What is required —
Reproduce the Zynq UltraScale+ MPSoC course description below word for word, from "After completing this" to "management unit (PMU)".

Zynq UltraScale+ MPSoC for the Software Developer

Software developers interested in understanding the OS and other capabilities of the Zynq UltraScale+ MPSoC device

• General understanding of embedded and real-time operating systems
• Familiarity with issues related to implementing a complex embedded system

• Vivado™ Design Suite
• Vitis™ unified software platform
• Hardware emulation environment:
  • VirtualBox
  • QEMU
  • Ubuntu desktop
  • PetaLinux

• Zynq UltraScale+ MPSoC ZCU104 board*

* This course focuses on the Zynq UltraScale+ MPSoC architecture. Check with Doulos for the specifics of the in-class lab environment or other customizations.

After completing this comprehensive training, you will know how to:

• Distinguish between asymmetric multiprocessing (AMP) and symmetric multiprocessing (SMP) environments
• Identify situations when the Arm® TrustZone technology and/or a hypervisor should be used
• Effectively use power management strategies and leverage the capabilities of the platform management unit (PMU)
• Define the boot sequences appropriate to the needs of the system
• Define the underlying implementation of the application processing unit (APU) and real-time processing unit (RPU) to make best use of their capabilities

Day 1

• Application Processing Unit
  Introduction to the members of the APU, specifically the Cortex™-A53 processor and how the cluster is configured and managed. {Lecture, Lab}
• Real-Time Processing Unit
  Focuses on the real-time processing module (RPU) in the PS, which is comprised of a pair of Cortex processors and supporting elements. {Lectures, Demo, Lab}
• Arm TrustZone Technology
  Illustrates the use of the Arm® TrustZone technology. {Lecture} 
• QEMU
  Introduction to the Quick Emulator, which is the tool used to run software for the Zynq UltraScale+ MPSoC device when hardware is not available. {Lecture, Demo, Lab}
• HW-SW Virtualization
  Covers the hardware and software elements of virtualization. The lab demonstrates how hypervisors can be used. {Lecture, Demo, Lab}
• Multiprocessor Software Architecture
  Focuses on how multiple processors can communicate with each other using both software and hardware techniques. {Lecture}
• Xen Hypervisor
  Description of generic hypervisors and discussion of some of the details of implementing a hypervisor using Xen. {Lecture, Demo, Lab} (Pairs with OpenAMP, but not SMP)
• OpenAMP
  Discusses how the OpenAMP framework can be used to construct systems containing both Linux and Standalone applications within the APU. {Lecture, Lab} (Pairs with the Xen Hypervisor, but not SMP)
• Linux
  Describes how to configure Linux to manage multiple processors. {Lecture, Demo}

Day 2

• Yocto
  Compares and contrasts the kernel building methods between a "pure" Yocto build and the PetaLinux build (which uses Yocto "under-the-hood"). {Lecture, Demo, Lab}
• Open Source Library (Linux)
  Introduction to open-source Linux and the effort and risk-reducing PetaLinux tools. {Lecture, Demo, Lab}
• FreeRTOS
  Overview of FreeRTOS with examples of how it can be used. {Lecture, Demo, Lab}
• Software Stack
  Introduction to what a software stack is and a number of stacks used with the Zynq UltraScale+ MPSoC. {Lecture, Demo}
• PMU
  Introduction to the concepts of power requirements in embedded systems and the Zynq UltraScale+ MPSoC. {Lecture, Lab}
• Power Management
  Overview of the PMU and the power-saving features of the device. {Lecture, Lab}
• Booting
  How to implement the embedded system, including the boot process and boot image creation. Also how to detect a failed boot. {Lectures, Lab}
• First Stage Boot Loader
  Demonstrates the process of developing, customizing, and debugging this mandatory piece of code. {Lecture, Demo}

Dataset content —
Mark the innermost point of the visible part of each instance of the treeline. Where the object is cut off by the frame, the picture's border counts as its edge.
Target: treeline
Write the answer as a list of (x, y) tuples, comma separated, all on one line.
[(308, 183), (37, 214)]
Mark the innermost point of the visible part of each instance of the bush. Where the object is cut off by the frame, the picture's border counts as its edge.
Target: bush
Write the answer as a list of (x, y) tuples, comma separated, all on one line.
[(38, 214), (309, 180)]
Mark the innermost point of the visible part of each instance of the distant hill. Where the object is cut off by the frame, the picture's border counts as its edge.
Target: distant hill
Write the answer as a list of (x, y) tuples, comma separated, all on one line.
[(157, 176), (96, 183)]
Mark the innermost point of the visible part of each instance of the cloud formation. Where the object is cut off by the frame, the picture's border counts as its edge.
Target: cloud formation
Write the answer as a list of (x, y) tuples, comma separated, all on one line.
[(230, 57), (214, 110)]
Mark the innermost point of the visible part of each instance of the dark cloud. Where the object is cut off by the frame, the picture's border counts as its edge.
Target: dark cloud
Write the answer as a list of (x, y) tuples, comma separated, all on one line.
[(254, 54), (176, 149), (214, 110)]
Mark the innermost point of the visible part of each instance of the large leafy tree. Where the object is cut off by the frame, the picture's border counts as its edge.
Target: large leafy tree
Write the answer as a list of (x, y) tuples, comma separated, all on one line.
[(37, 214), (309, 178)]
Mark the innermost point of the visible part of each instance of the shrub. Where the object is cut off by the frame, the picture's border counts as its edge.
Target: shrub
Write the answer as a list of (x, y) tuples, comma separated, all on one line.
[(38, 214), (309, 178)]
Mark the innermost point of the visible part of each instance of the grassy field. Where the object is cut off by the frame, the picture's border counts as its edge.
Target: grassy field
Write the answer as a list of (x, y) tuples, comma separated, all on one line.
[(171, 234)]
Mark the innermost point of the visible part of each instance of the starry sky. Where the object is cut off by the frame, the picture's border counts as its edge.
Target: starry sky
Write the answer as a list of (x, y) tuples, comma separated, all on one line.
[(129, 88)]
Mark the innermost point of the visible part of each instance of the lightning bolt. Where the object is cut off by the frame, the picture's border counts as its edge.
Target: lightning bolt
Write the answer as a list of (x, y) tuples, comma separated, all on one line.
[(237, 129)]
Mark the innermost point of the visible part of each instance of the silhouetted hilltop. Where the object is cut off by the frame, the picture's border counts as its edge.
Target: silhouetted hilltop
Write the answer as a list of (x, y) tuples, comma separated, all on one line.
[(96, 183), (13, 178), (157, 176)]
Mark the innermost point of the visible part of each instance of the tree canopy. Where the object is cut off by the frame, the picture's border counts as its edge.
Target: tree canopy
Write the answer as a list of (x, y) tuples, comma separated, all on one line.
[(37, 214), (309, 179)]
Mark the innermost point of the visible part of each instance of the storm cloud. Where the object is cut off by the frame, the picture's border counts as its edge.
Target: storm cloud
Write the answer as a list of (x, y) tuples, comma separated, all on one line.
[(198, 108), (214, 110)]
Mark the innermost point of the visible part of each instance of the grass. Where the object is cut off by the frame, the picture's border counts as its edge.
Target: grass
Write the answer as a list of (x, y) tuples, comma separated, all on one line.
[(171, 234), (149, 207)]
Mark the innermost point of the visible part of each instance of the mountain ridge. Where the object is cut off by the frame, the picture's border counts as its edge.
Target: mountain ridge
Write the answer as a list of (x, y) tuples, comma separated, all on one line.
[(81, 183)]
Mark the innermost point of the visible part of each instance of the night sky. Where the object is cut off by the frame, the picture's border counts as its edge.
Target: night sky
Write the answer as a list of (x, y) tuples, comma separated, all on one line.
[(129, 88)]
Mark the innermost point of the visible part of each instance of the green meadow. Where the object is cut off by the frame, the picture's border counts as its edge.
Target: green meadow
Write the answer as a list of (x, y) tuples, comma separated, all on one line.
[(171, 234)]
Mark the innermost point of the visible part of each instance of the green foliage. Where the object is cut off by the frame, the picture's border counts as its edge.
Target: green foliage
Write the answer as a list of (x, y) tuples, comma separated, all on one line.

Answer to this problem —
After completing this comprehensive training, you will know how to:

• Distinguish between asymmetric multiprocessing (AMP) and symmetric multiprocessing (SMP) environments
• Identify situations when the Arm® TrustZone technology and/or a hypervisor should be used
• Effectively use power management strategies and leverage the capabilities of the platform management unit (PMU)